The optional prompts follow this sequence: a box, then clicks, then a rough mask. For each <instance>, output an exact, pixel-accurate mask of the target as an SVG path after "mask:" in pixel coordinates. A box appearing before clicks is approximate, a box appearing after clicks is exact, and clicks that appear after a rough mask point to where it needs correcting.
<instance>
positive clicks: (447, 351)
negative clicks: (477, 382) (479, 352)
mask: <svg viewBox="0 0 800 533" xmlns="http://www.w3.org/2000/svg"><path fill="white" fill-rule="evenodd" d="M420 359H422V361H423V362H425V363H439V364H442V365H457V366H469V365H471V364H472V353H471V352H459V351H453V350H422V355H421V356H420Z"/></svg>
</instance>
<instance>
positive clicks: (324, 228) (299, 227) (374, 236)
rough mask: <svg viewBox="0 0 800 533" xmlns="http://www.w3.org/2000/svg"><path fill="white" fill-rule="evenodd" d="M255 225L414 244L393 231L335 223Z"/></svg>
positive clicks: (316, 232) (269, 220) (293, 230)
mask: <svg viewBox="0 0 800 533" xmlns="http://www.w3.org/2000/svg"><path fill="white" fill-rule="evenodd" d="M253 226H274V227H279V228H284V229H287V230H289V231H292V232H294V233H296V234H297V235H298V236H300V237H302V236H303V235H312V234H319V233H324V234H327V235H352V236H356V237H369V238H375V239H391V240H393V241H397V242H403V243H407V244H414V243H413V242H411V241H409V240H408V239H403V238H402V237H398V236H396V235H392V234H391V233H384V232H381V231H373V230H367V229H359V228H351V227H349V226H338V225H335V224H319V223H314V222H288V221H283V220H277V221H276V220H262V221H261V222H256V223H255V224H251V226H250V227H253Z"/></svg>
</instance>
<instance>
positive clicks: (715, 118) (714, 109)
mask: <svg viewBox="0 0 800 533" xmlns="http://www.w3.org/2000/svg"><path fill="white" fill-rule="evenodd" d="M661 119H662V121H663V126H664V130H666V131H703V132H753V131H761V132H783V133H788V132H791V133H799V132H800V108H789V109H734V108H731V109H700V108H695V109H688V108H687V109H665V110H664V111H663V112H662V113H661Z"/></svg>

§

Task objective: Rewrite the lines above as a Markdown table with the columns "Number" and "Line". Number each line in order and omit any blank lines.

Solution for this problem:
| Number | Line |
|---|---|
| 1 | The optional prompts follow this sequence: a box, then clicks, then a rough mask. For each <instance>, output an exact, pixel-accurate mask of the target as an SVG path after "mask:" in pixel coordinates. A box appearing before clicks is approximate, a box appearing after clicks is exact, and clicks that appear after a rough mask point to where it needs correcting. |
| 2 | <instance> |
| 3 | positive clicks: (447, 351) |
| 4 | negative clicks: (477, 382) (479, 352) |
| 5 | mask: <svg viewBox="0 0 800 533" xmlns="http://www.w3.org/2000/svg"><path fill="white" fill-rule="evenodd" d="M420 359H422V361H423V362H425V363H439V364H442V365H457V366H469V365H471V364H472V353H471V352H459V351H453V350H422V355H421V356H420Z"/></svg> |
| 6 | </instance> |
| 7 | <instance> |
| 8 | positive clicks: (324, 228) (299, 227) (374, 236) |
| 9 | rough mask: <svg viewBox="0 0 800 533" xmlns="http://www.w3.org/2000/svg"><path fill="white" fill-rule="evenodd" d="M255 225L414 244L393 231L335 223Z"/></svg> |
| 10 | positive clicks: (316, 232) (269, 220) (293, 230) |
| 11 | mask: <svg viewBox="0 0 800 533" xmlns="http://www.w3.org/2000/svg"><path fill="white" fill-rule="evenodd" d="M253 226H274V227H279V228H284V229H287V230H289V231H292V232H294V233H296V234H297V235H298V236H300V237H302V236H303V235H312V234H319V233H324V234H327V235H352V236H356V237H369V238H375V239H391V240H393V241H397V242H403V243H407V244H414V243H413V242H411V241H409V240H408V239H403V238H402V237H398V236H396V235H392V234H391V233H384V232H381V231H373V230H367V229H359V228H351V227H349V226H338V225H335V224H319V223H314V222H288V221H283V220H277V221H276V220H262V221H261V222H256V223H255V224H251V226H250V227H253Z"/></svg> |
| 12 | </instance> |
| 13 | <instance> |
| 14 | positive clicks: (715, 118) (714, 109) |
| 15 | mask: <svg viewBox="0 0 800 533" xmlns="http://www.w3.org/2000/svg"><path fill="white" fill-rule="evenodd" d="M661 119H662V121H663V126H664V130H666V131H703V132H753V131H761V132H783V133H788V132H791V133H799V132H800V108H789V109H734V108H731V109H700V108H695V109H688V108H687V109H665V110H664V111H663V112H662V113H661Z"/></svg> |